Dataset records:
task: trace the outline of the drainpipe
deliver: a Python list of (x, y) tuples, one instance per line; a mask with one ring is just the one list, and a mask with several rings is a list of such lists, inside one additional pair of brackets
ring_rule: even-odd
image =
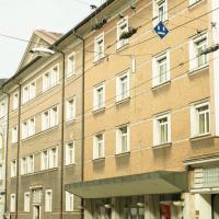
[(7, 189), (7, 186), (8, 186), (8, 148), (9, 148), (9, 114), (10, 114), (10, 94), (7, 93), (5, 91), (3, 91), (3, 88), (2, 88), (2, 93), (5, 93), (7, 96), (8, 96), (8, 113), (7, 113), (7, 140), (5, 140), (5, 143), (4, 143), (4, 147), (5, 147), (5, 152), (4, 152), (4, 214), (7, 212), (7, 193), (8, 193), (8, 189)]
[[(76, 33), (72, 33), (82, 42), (82, 69), (81, 69), (81, 182), (84, 181), (84, 73), (85, 73), (85, 39)], [(83, 212), (84, 200), (81, 198), (81, 219), (84, 218)]]
[(16, 197), (15, 197), (15, 219), (18, 219), (19, 214), (19, 169), (20, 169), (20, 146), (21, 146), (21, 83), (14, 83), (19, 85), (19, 122), (18, 122), (18, 150), (16, 150)]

• Aim of the exercise: Arrange each line of the listing above as a Markdown table with two columns, Row and Line, numbering the rows and omitting blank lines. Leave the pictures out of the table.

• Result for this exercise:
| Row | Line |
|---|---|
| 1 | task: trace the outline of the drainpipe |
| 2 | deliver: a Python list of (x, y) tuples, one instance per line; a mask with one ring is just the one list, and a mask with several rings is a list of such lists, inside one additional pair of brackets |
| 3 | ring_rule: even-odd |
| 4 | image = |
| 5 | [(7, 189), (7, 186), (8, 186), (8, 148), (9, 148), (9, 114), (10, 114), (10, 94), (7, 93), (5, 91), (3, 91), (3, 88), (2, 88), (2, 93), (5, 93), (7, 96), (8, 96), (8, 113), (7, 113), (7, 140), (5, 140), (5, 143), (4, 143), (4, 147), (5, 147), (5, 152), (4, 152), (4, 214), (7, 212), (7, 193), (8, 193), (8, 189)] |
| 6 | [[(76, 33), (72, 33), (82, 42), (82, 69), (81, 69), (81, 182), (84, 181), (84, 73), (85, 73), (85, 39)], [(83, 212), (84, 200), (81, 198), (81, 219), (84, 218)]] |
| 7 | [(16, 197), (15, 197), (15, 219), (18, 219), (19, 214), (19, 169), (20, 169), (20, 146), (21, 146), (21, 83), (14, 83), (19, 85), (19, 122), (18, 122), (18, 150), (16, 150)] |